# WHAT THIS EXERCISE ASKS:
A. In the article on the Brexit backstop, when does the transitional period finish?
B. Rewrite the paragraph of the Brexit backstop article beginning "The backstop would mean" in a shorter form, keeping its main facts.
C. Write the next part of the article on the Brexit backstop, starting after its final sentence.

# EXTRACT TO READ:
•••••
Let’s assume the worst – that the UK has to enter the backstop after the transitional period finishes at the end of 2020, and has to remain part of the EU customs area. Would we be able to take control of our own immigration policy and decide, ourselves, who comes to this country? Yes, we undoubtedly would, and that was one of the main reasons people voted Leave.
Would we have to pay budget contributions to the EU while in the backstop, payments that were another main grievance that produced the referendum result? No, absolutely not.
Would we have to sign up to any new areas of EU law, or go along with any of the ideas for closer integration in Europe? After all, the fear of this was another major reason for Leave supporters to vote the way they did. No, not at all.
Would the whole economy have to comply with EU rules? No – the great majority of the British economy is made up of service industries, and they would no longer be constrained by EU rule making.
The backstop would mean that we would still have to apply EU tariffs on manufacturing and agricultural goods, and apply some of the other rules affecting those industries. The downside of that is that we would not be able to negotiate new free trade deals, but while that situation continued those industries would have the upside of zero-tariff access to EU markets.
•••••
# ENTRIES SHOWN:
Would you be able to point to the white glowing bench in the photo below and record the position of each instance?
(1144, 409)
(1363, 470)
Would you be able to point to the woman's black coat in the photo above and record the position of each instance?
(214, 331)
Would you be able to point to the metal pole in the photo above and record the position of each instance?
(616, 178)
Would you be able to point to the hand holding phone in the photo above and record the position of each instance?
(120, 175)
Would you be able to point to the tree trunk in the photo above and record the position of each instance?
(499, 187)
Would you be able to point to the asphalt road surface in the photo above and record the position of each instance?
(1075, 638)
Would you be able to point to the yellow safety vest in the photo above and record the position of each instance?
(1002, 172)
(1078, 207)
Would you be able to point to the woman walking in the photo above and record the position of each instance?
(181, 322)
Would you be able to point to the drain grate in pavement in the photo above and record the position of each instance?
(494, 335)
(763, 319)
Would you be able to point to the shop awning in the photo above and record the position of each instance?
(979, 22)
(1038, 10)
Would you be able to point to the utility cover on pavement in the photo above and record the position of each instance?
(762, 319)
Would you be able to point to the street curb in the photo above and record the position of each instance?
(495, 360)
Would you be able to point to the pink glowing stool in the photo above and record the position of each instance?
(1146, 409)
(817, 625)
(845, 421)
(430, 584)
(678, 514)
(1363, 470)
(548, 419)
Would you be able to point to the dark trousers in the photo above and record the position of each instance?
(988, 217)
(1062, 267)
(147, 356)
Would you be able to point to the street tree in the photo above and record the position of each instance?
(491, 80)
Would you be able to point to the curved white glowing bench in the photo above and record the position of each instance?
•••••
# SET OF ANSWERS:
A. At the end of 2020.

B. Under the backstop, the UK would still apply EU tariffs and some other EU rules to manufacturing and agricultural goods. It could not negotiate new free trade deals, but those industries would keep zero-tariff access to EU markets.

C.
Is that really so bad a deal? It is, of course, a compromise, but there is no orderly way out of a 46-year relationship without a compromise of some kind. It delivers an end to uncontrolled migration, and payments into the EU budget, and the ratchet of “more Europe”. It gives some advantages to British businesses until a trade agreement takes its place. It has its faults, but it does not warrant plunging our country into months or years of entrenched bitterness and unknowable consequences.
Brexit is right there on the table, ready for the taking. It’s potentially just 400 hours away. I would take it and run with it while there is a chance. If that doesn’t happen, a much longer nightmare for our democracy may be about to begin.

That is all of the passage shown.